Coordinate labeling data
= = = = =
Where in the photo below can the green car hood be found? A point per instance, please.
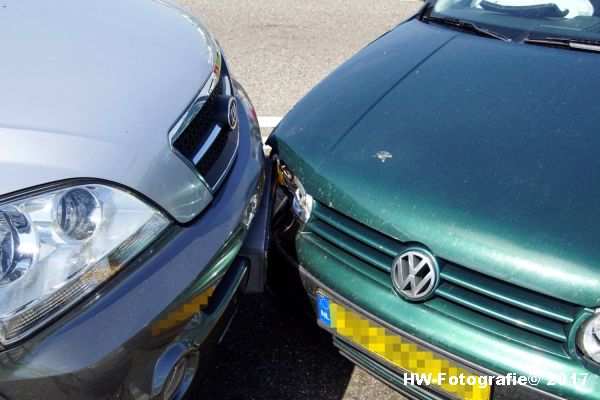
(486, 152)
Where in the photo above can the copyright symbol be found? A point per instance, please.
(533, 380)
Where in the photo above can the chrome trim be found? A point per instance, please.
(191, 112)
(226, 170)
(194, 108)
(209, 141)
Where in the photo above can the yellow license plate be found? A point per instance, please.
(416, 360)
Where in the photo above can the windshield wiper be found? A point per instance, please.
(466, 26)
(575, 44)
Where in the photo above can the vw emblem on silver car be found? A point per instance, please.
(415, 274)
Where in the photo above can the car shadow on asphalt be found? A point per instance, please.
(273, 352)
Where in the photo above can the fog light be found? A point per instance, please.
(588, 338)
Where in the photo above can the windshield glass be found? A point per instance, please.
(519, 20)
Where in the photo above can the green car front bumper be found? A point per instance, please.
(325, 266)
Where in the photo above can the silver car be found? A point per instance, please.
(130, 208)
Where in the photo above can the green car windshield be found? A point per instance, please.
(554, 22)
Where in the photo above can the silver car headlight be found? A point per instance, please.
(58, 246)
(588, 338)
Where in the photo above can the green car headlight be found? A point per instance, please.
(588, 338)
(58, 246)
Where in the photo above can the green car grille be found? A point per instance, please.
(501, 308)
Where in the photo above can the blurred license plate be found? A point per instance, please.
(397, 350)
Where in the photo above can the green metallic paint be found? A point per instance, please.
(495, 167)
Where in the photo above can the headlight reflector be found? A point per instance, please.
(56, 247)
(588, 338)
(78, 213)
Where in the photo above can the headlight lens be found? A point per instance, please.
(588, 338)
(58, 246)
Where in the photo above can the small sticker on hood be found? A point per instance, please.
(383, 155)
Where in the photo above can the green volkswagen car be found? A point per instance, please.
(439, 200)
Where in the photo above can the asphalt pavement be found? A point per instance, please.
(278, 50)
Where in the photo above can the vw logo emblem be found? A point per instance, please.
(415, 274)
(232, 113)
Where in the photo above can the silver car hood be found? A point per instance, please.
(90, 89)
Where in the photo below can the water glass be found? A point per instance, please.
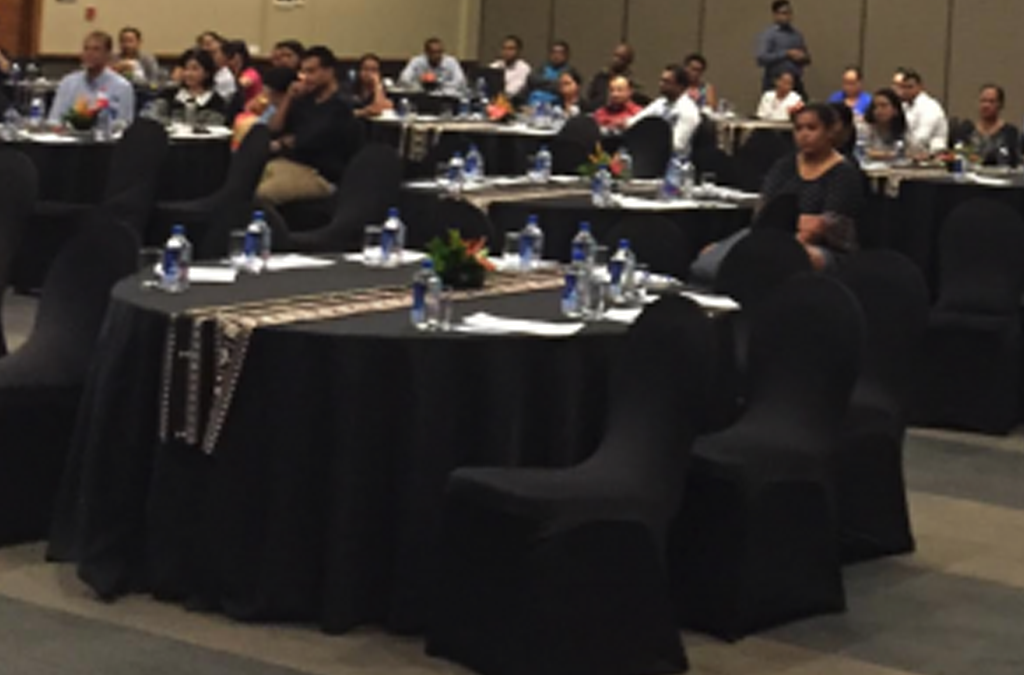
(510, 252)
(372, 252)
(237, 249)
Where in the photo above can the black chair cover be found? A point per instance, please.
(755, 543)
(656, 243)
(18, 186)
(873, 515)
(971, 374)
(369, 187)
(41, 383)
(649, 142)
(560, 572)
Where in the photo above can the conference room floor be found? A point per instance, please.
(952, 608)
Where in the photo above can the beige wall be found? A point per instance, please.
(391, 28)
(981, 42)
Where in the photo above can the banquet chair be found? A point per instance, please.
(18, 186)
(970, 376)
(755, 543)
(561, 572)
(573, 144)
(369, 187)
(872, 510)
(656, 242)
(649, 142)
(41, 382)
(209, 220)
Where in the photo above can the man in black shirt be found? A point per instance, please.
(315, 134)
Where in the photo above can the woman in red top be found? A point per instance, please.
(615, 115)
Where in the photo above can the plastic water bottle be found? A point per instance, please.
(530, 245)
(457, 174)
(585, 244)
(425, 313)
(474, 165)
(626, 162)
(543, 164)
(621, 269)
(672, 186)
(392, 239)
(177, 260)
(688, 181)
(257, 244)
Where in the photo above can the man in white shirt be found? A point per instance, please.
(675, 108)
(516, 70)
(927, 127)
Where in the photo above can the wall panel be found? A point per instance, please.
(663, 32)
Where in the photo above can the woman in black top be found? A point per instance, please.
(992, 139)
(198, 70)
(829, 191)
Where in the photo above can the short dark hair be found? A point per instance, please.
(696, 57)
(678, 74)
(235, 48)
(293, 46)
(322, 54)
(101, 37)
(279, 79)
(824, 112)
(205, 61)
(1000, 93)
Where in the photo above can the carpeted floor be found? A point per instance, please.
(955, 607)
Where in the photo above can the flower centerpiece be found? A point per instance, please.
(601, 160)
(460, 263)
(83, 115)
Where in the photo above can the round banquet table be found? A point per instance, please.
(322, 500)
(924, 205)
(75, 171)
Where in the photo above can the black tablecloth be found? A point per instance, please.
(322, 501)
(924, 205)
(77, 172)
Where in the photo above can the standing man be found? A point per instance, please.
(516, 70)
(434, 70)
(781, 48)
(621, 66)
(93, 80)
(315, 134)
(675, 108)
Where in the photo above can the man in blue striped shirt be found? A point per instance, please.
(94, 81)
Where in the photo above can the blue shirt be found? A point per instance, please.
(78, 85)
(451, 79)
(772, 45)
(863, 101)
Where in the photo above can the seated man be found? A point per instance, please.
(94, 81)
(615, 115)
(433, 70)
(675, 108)
(316, 134)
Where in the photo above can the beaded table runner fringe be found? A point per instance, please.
(205, 348)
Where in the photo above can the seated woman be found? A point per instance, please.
(886, 123)
(779, 103)
(369, 97)
(702, 93)
(197, 88)
(995, 141)
(569, 87)
(828, 191)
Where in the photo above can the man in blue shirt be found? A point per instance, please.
(94, 81)
(434, 70)
(782, 48)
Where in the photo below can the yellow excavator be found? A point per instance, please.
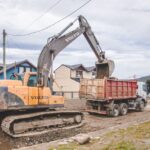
(29, 106)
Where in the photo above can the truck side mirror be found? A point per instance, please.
(40, 82)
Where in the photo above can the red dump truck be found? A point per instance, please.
(111, 96)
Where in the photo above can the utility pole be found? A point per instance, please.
(4, 53)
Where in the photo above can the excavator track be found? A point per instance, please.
(41, 122)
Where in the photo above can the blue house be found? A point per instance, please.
(17, 67)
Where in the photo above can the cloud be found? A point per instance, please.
(121, 27)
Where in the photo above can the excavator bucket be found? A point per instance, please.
(104, 69)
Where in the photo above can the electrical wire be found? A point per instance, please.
(39, 17)
(53, 24)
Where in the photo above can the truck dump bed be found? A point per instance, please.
(107, 89)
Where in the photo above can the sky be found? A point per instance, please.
(122, 28)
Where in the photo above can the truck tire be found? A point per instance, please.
(123, 109)
(114, 110)
(141, 106)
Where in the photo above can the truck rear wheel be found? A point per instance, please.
(114, 110)
(123, 109)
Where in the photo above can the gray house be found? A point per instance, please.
(17, 67)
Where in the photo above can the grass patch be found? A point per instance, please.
(69, 146)
(123, 145)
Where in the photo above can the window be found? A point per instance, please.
(21, 70)
(32, 82)
(28, 69)
(79, 74)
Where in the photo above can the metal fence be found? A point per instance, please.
(68, 94)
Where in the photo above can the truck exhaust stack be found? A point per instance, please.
(104, 69)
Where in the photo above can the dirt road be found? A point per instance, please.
(93, 123)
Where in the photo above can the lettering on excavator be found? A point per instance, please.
(72, 37)
(39, 97)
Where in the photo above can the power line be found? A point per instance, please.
(38, 18)
(51, 25)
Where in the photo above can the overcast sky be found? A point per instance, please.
(121, 26)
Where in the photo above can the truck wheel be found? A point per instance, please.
(123, 109)
(115, 110)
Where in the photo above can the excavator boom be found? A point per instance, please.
(57, 43)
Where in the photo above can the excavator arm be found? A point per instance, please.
(58, 42)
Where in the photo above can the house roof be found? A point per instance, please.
(9, 66)
(79, 66)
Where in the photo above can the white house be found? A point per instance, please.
(67, 79)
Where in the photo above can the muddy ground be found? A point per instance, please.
(93, 123)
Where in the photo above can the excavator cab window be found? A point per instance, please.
(32, 82)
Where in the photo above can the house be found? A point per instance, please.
(67, 79)
(17, 67)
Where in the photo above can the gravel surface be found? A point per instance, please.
(93, 123)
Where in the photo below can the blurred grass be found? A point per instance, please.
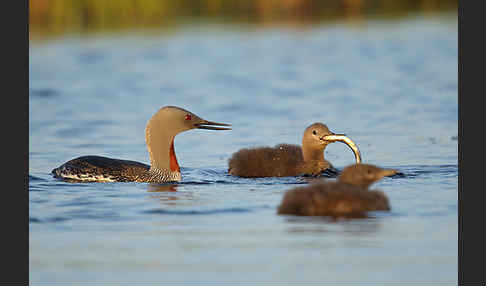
(51, 17)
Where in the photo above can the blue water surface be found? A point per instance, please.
(390, 85)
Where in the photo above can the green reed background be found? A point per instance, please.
(60, 16)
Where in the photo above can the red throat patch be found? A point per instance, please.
(174, 166)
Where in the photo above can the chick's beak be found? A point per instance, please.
(345, 139)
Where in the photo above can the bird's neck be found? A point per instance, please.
(312, 154)
(160, 145)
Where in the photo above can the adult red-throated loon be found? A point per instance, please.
(160, 131)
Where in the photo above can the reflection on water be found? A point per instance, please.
(325, 225)
(391, 86)
(161, 188)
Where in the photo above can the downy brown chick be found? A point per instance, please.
(348, 196)
(289, 160)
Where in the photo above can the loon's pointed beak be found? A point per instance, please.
(345, 139)
(211, 125)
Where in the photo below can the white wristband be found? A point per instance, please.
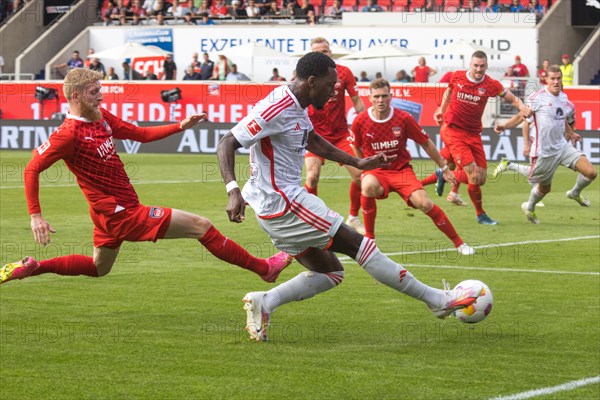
(231, 185)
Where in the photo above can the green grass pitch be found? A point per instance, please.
(167, 322)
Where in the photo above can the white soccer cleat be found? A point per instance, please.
(455, 199)
(583, 202)
(465, 250)
(501, 167)
(531, 217)
(354, 223)
(455, 299)
(257, 320)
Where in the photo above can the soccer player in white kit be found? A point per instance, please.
(278, 133)
(549, 146)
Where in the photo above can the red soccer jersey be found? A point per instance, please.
(422, 73)
(468, 101)
(387, 136)
(331, 122)
(89, 152)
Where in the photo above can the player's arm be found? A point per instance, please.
(439, 113)
(359, 106)
(59, 145)
(236, 207)
(319, 146)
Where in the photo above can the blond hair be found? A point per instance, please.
(319, 39)
(77, 79)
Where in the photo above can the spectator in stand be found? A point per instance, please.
(74, 62)
(422, 72)
(252, 10)
(235, 76)
(516, 6)
(138, 9)
(110, 75)
(306, 8)
(169, 68)
(536, 8)
(206, 68)
(219, 9)
(567, 70)
(336, 9)
(97, 66)
(130, 74)
(492, 6)
(446, 78)
(177, 10)
(222, 68)
(276, 77)
(371, 7)
(188, 19)
(206, 20)
(150, 76)
(402, 76)
(519, 69)
(543, 72)
(191, 74)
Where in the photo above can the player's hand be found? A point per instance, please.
(236, 207)
(192, 120)
(438, 116)
(377, 161)
(449, 177)
(41, 229)
(526, 112)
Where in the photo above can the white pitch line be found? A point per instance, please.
(549, 390)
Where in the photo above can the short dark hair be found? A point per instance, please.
(314, 64)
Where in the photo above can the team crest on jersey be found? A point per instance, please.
(156, 212)
(43, 147)
(253, 127)
(107, 127)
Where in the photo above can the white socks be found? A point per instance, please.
(301, 287)
(393, 275)
(581, 183)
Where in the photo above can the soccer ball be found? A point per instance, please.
(479, 310)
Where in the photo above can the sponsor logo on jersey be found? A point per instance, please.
(43, 147)
(253, 127)
(156, 212)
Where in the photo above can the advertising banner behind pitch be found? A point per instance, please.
(204, 137)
= = = = =
▸ **Goal of the exercise**
Starting at the line containing "Where in the photo above can the player's hand" and ending at the last line of the items, format the lines as a Markdown table with the columns Row and Entry, leaving out blank lines.

▸ **Response**
| Row | Entry |
|---|---|
| 1 | Where in the photo above can the player's hand be found? A point per instance, please. |
| 2 | (236, 207) |
| 3 | (192, 120) |
| 4 | (438, 116) |
| 5 | (377, 161) |
| 6 | (449, 177) |
| 7 | (41, 229) |
| 8 | (526, 112) |
| 9 | Where in the photo above can the white pitch line be found? A point per instance, please. |
| 10 | (549, 390) |
| 11 | Where in the photo above can the short dark hair be found? A point per instance, please. |
| 12 | (314, 64) |
| 13 | Where in the photo above can the team crest on jersey be found? A point per instance, please. |
| 14 | (156, 212) |
| 15 | (43, 147) |
| 16 | (253, 127) |
| 17 | (107, 127) |
| 18 | Where in the photo above can the white socks be found? A point per instance, please. |
| 19 | (301, 287) |
| 20 | (393, 275) |
| 21 | (581, 183) |
| 22 | Where in the photo above can the soccer ball be found? A point per instance, please. |
| 23 | (479, 310) |
| 24 | Where in the photo above can the sponsor logo on jersey be found? A point per instance, please. |
| 25 | (43, 147) |
| 26 | (253, 127) |
| 27 | (156, 212) |
| 28 | Where in the photo above can the advertising banner behind pitch be found? A point per instance, please. |
| 29 | (204, 137) |